## TEXT EXCERPT
━━━━━━━━━━━━━━━━━━━━

On Sat, 2006-08-12 at 11:52 +0100, Burke, S (Stephen) wrote:
> > In any case, I feel a bit like my original question was unanswered:
> > isn't it *necessary* for a CE to be able to support 4000 simultaneous
> > jobs (whether running or queued)? How do the large computing centres
> > such as CERN, Bologna, FZK, and RAL handle this?
There are several problems at present:
1) GT2, as used for job submission at the moment, normally creates one
perl process per submitted-job per minute which polls the state of the
job in the batch system. This doesn't scale.
2) The Condor-derived WMS disables this normal functionality, and uses
the Fork interface to start up it's own job-monitoring agent.
This reduces the the number of proceses; now you only get one
continuously-running perl process per-user per-RB.

━━━━━━━━━━━━━━━━━━━━

## DATA EXTRACT
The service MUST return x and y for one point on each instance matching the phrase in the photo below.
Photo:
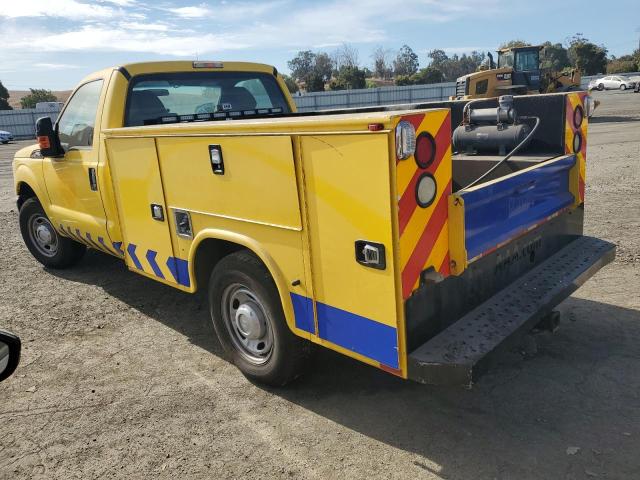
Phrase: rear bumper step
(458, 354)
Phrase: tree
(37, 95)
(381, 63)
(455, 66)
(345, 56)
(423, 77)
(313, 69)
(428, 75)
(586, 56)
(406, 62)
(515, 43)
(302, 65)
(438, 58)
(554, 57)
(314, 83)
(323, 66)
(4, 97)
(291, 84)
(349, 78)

━━━━━━━━━━━━━━━━━━━━

## PROBLEMS TO SOLVE
(a) Answer these questions about the mailing-list reply on job submission:
(i) How many simultaneous jobs, running or queued, does the quoted question ask whether a CE must support?
(ii) According to the first problem, how often does GT2 normally create a perl process for each submitted job?
(iii) Which interface does the Condor-derived WMS use to start its own job-monitoring agent?
(b) Continue the mailing-list reply about job submission from where it stops.
The records are not needed for what comes next.

## TASK RESULTS
(a)
(i) 4000
(ii) One per minute
(iii) The Fork interface

(b)
However, exposing the Fork interface to external users, as required by
this approach, is a serious security risk. This is the current default.
> In the medium term we're moving away from the current CE architecture
> anyway, see e.g.
>
> http://grid.pd.infn.it/cream/field.php
Oh, good grief! EGEE are going to invent yet-another job-submission
system?
Why not simply reuse Condor (Condor-C) or GridSAM (JSDL) or something
similar and be done with it?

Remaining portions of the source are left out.